EXERCISE BRIEF: Please rewrite the lines below as a numbered list, skipping blank lines and leaving out the pictures.

Labeled contour entries:
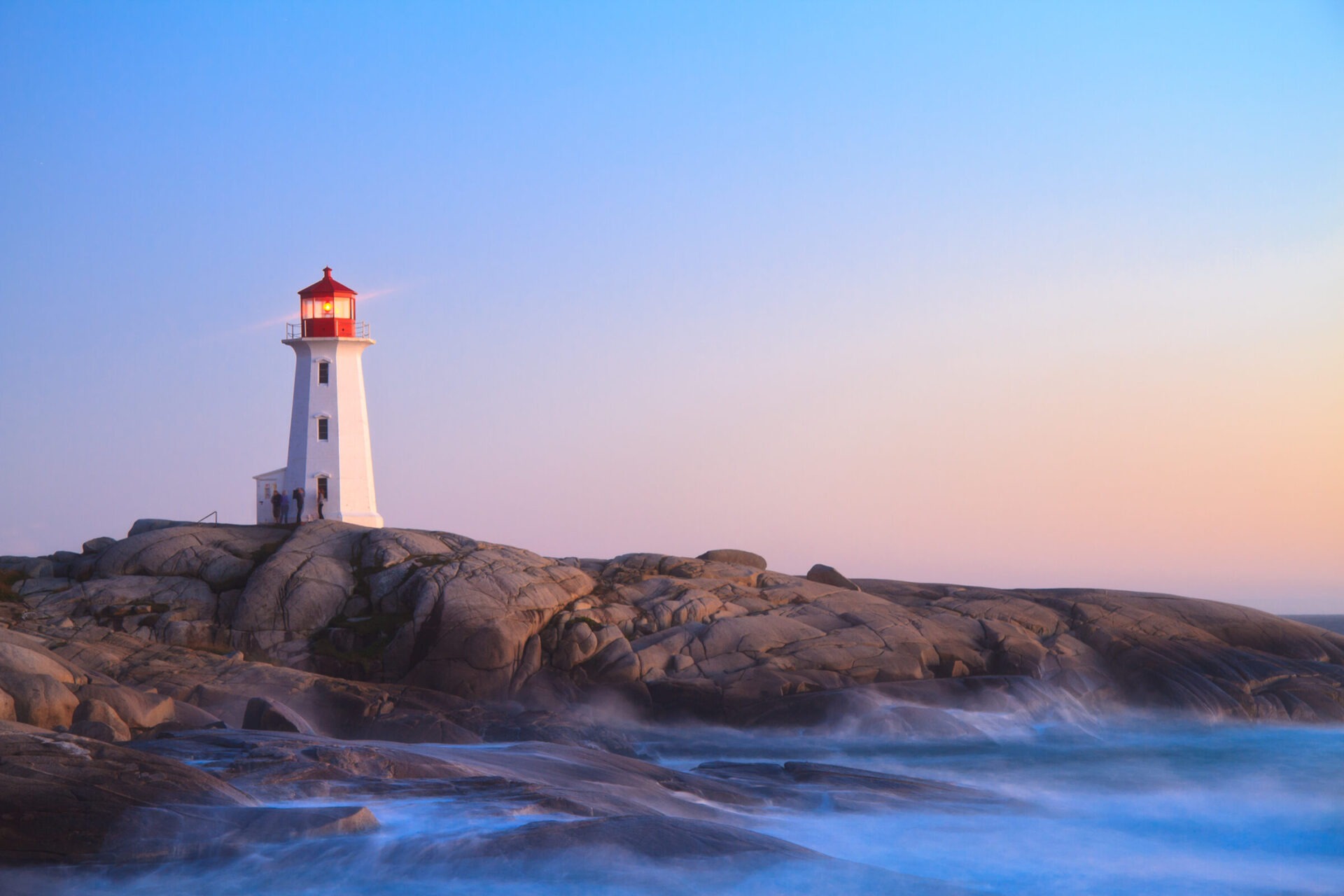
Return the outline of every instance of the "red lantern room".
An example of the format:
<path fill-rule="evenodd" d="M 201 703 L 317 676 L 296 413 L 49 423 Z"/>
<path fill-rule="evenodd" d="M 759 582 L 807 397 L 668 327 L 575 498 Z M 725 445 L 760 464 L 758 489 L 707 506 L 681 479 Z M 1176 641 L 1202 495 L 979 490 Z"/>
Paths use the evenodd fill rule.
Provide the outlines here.
<path fill-rule="evenodd" d="M 331 267 L 324 267 L 323 274 L 298 290 L 304 337 L 355 336 L 355 290 L 333 281 Z"/>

ANSWER TO THE TASK:
1. Return the outline of every instance of the "red lantern room".
2. An example of the format:
3. <path fill-rule="evenodd" d="M 201 703 L 317 676 L 296 413 L 49 423 Z"/>
4. <path fill-rule="evenodd" d="M 759 582 L 807 397 L 668 327 L 575 498 Z M 725 445 L 760 464 L 758 489 L 707 506 L 681 479 Z M 1176 641 L 1202 495 L 979 490 Z"/>
5. Paths use the evenodd fill rule.
6. Provide the outlines here.
7. <path fill-rule="evenodd" d="M 331 267 L 324 267 L 323 274 L 298 290 L 304 337 L 355 336 L 355 290 L 333 281 Z"/>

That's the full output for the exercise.